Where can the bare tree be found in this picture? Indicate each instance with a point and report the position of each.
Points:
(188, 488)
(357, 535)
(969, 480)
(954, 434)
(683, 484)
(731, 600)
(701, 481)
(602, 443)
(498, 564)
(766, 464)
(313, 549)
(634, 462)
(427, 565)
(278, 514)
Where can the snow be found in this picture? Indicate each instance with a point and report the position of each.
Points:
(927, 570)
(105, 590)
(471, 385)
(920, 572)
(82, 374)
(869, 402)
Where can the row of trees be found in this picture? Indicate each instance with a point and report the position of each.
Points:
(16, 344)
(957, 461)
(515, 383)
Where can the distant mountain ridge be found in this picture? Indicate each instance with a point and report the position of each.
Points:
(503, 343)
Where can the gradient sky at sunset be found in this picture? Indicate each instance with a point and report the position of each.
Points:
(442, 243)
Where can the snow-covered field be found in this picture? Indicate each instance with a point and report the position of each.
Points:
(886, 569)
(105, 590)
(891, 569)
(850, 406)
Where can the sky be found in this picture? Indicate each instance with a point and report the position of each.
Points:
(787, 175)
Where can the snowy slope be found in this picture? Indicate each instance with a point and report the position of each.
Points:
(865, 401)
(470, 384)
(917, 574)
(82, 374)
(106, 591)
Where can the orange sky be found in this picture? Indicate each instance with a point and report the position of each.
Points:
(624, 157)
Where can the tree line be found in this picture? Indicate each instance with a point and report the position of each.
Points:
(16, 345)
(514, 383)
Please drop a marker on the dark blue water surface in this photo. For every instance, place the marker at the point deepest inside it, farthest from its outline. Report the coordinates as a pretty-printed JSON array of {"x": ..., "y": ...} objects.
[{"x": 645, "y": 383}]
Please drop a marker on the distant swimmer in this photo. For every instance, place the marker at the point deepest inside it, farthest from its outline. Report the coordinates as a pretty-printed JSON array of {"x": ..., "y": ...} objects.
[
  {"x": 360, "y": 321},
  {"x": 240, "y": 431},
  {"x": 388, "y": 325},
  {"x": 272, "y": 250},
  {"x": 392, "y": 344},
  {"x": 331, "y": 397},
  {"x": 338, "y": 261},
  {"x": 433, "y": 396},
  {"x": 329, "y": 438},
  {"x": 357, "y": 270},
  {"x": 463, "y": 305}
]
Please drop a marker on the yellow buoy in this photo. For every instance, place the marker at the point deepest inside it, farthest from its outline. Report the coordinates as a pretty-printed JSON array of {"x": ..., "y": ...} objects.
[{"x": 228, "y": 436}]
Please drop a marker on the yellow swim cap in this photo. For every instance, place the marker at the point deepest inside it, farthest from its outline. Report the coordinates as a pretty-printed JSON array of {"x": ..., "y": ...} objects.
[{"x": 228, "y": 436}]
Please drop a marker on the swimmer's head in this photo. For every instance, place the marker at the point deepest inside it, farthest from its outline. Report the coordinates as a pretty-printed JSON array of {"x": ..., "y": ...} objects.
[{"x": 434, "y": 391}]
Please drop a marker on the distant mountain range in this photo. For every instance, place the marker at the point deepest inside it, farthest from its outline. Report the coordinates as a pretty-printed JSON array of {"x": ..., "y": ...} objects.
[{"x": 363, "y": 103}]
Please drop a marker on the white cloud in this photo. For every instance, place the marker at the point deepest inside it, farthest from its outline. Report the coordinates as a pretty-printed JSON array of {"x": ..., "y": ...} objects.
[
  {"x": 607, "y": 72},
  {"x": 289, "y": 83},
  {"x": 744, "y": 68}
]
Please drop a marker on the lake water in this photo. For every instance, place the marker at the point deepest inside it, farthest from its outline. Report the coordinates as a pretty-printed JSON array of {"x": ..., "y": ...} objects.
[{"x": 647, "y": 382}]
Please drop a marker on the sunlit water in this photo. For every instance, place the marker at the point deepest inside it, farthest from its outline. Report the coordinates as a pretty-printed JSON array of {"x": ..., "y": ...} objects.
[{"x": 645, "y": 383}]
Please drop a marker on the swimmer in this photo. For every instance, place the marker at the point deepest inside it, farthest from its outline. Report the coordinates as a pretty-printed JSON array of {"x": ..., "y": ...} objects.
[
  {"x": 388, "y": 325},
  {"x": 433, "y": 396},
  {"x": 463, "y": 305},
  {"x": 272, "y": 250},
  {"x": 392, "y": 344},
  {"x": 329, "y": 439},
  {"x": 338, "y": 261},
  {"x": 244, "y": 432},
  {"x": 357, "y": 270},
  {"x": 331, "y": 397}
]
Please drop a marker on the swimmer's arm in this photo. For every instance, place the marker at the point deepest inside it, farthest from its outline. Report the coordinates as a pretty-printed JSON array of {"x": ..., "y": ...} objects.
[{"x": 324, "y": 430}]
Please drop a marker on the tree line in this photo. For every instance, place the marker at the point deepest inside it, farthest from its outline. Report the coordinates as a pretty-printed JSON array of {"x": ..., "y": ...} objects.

= = = = = = =

What you are asked to do —
Could you put the listing above into a numbered list, one line per item, with the blank lines dropped?

Solution to the problem —
1. Where can the bare tree be found in this picture? Indicate each instance with a point and report the position of each.
2. Points:
3. (188, 488)
4. (357, 535)
5. (969, 480)
6. (954, 434)
7. (683, 484)
8. (731, 600)
9. (701, 481)
10. (602, 443)
11. (498, 564)
12. (766, 464)
13. (313, 549)
14. (634, 462)
15. (427, 565)
16. (278, 514)
17. Where can the snow be found in this picture? Indicate each instance with a point and report the position of each.
18. Points:
19. (927, 570)
20. (105, 590)
21. (471, 385)
22. (920, 572)
23. (82, 374)
24. (869, 402)
25. Where can the row of trees be found in this picture? Indicate each instance with a point and report the position of each.
26. Points:
27. (16, 344)
28. (957, 461)
29. (515, 383)
30. Where can the distant mountain ridge be found in this picture? Indicate each instance with a point and report the position of each.
31. Points:
32. (503, 343)
33. Where can the gradient sky at sunset be found in this picture? Indicate each instance with a point and report the position of each.
34. Points:
35. (442, 243)
36. Where can the snow-covered field be found in this picture? Indicate each instance with a point and report the position of each.
37. Points:
38. (886, 569)
39. (105, 590)
40. (891, 569)
41. (850, 406)
42. Where can the sky be found in this picture? Indicate each instance with a point and report the position of each.
43. Points:
44. (787, 175)
45. Where can the snowy slope be found in this picture? Indicate each instance with a point and report the position of each.
46. Points:
47. (865, 401)
48. (470, 384)
49. (917, 574)
50. (82, 374)
51. (106, 591)
52. Where can the orange sky be found in this picture? Indicate each instance with a point and report the position of each.
53. Points:
54. (624, 157)
55. Where can the tree line be found in this picture? Indicate each instance with a point and report the position of each.
56. Points:
57. (16, 345)
58. (514, 383)
59. Please drop a marker on the dark blue water surface in this photo. For every instance, place the marker at the point deepest inside it, farthest from its outline. Report the coordinates as a pretty-printed JSON array of {"x": ..., "y": ...} objects.
60. [{"x": 645, "y": 383}]
61. Please drop a marker on the distant swimmer in this photo. For every instance, place the marker at the point deepest inside it, farthest from its outline. Report the coordinates as a pretty-printed JSON array of {"x": ..., "y": ...} objects.
62. [
63.   {"x": 360, "y": 321},
64.   {"x": 240, "y": 431},
65.   {"x": 388, "y": 325},
66.   {"x": 272, "y": 250},
67.   {"x": 392, "y": 344},
68.   {"x": 331, "y": 397},
69.   {"x": 338, "y": 261},
70.   {"x": 433, "y": 396},
71.   {"x": 329, "y": 438},
72.   {"x": 357, "y": 270},
73.   {"x": 463, "y": 305}
74. ]
75. Please drop a marker on the yellow buoy in this photo. For every instance, place the marker at the point deepest inside it, farthest from its outline. Report the coordinates as a pretty-printed JSON array of {"x": ..., "y": ...} objects.
76. [{"x": 228, "y": 436}]
77. Please drop a marker on the yellow swim cap in this photo. For every instance, place the marker at the point deepest inside it, farthest from its outline. Report the coordinates as a pretty-printed JSON array of {"x": ..., "y": ...} objects.
78. [{"x": 228, "y": 436}]
79. Please drop a marker on the swimmer's head in this photo. For every instance, place the marker at the point deepest inside it, farthest from its outline. Report the coordinates as a pretty-printed JSON array of {"x": ..., "y": ...} objects.
80. [{"x": 434, "y": 391}]
81. Please drop a marker on the distant mountain range in this photo. For every instance, place the marker at the point deepest inside it, farthest from its outline. Report the coordinates as a pretty-printed JSON array of {"x": ..., "y": ...} objects.
82. [{"x": 363, "y": 103}]
83. Please drop a marker on the white cloud in this photo. For every instance, place the marker at the point deepest inside it, farthest from its outline. Report the coordinates as a pretty-printed JSON array of {"x": ..., "y": ...} objects.
84. [
85.   {"x": 607, "y": 72},
86.   {"x": 289, "y": 83},
87.   {"x": 744, "y": 68}
88. ]
89. Please drop a marker on the lake water in this photo. For every instance, place the marker at the point deepest inside it, farthest from its outline. Report the coordinates as a pretty-printed JSON array of {"x": ..., "y": ...} objects.
90. [{"x": 647, "y": 382}]
91. Please drop a marker on the sunlit water in this photo. For every instance, place the marker at the point deepest inside it, farthest from its outline. Report the coordinates as a pretty-printed JSON array of {"x": ..., "y": ...} objects.
92. [{"x": 645, "y": 383}]
93. Please drop a marker on the swimmer in this photo. For every instance, place the marker at the point deepest inside it, farthest from its outline. Report the coordinates as a pretty-printed JSON array of {"x": ..., "y": ...} objects.
94. [
95.   {"x": 388, "y": 325},
96.   {"x": 433, "y": 396},
97.   {"x": 463, "y": 305},
98.   {"x": 272, "y": 250},
99.   {"x": 392, "y": 344},
100.   {"x": 329, "y": 439},
101.   {"x": 338, "y": 261},
102.   {"x": 244, "y": 432},
103.   {"x": 357, "y": 270},
104.   {"x": 331, "y": 397}
105. ]
106. Please drop a marker on the swimmer's arm in this photo. For every instance, place the marker at the point deepest inside it, farthest from its outline. Report the coordinates as a pretty-printed JSON array of {"x": ..., "y": ...} objects.
107. [{"x": 324, "y": 430}]
108. Please drop a marker on the tree line in this photo. For every instance, place the marker at the point deepest inside it, farthest from its outline. Report the coordinates as a pretty-printed JSON array of {"x": ..., "y": ...} objects.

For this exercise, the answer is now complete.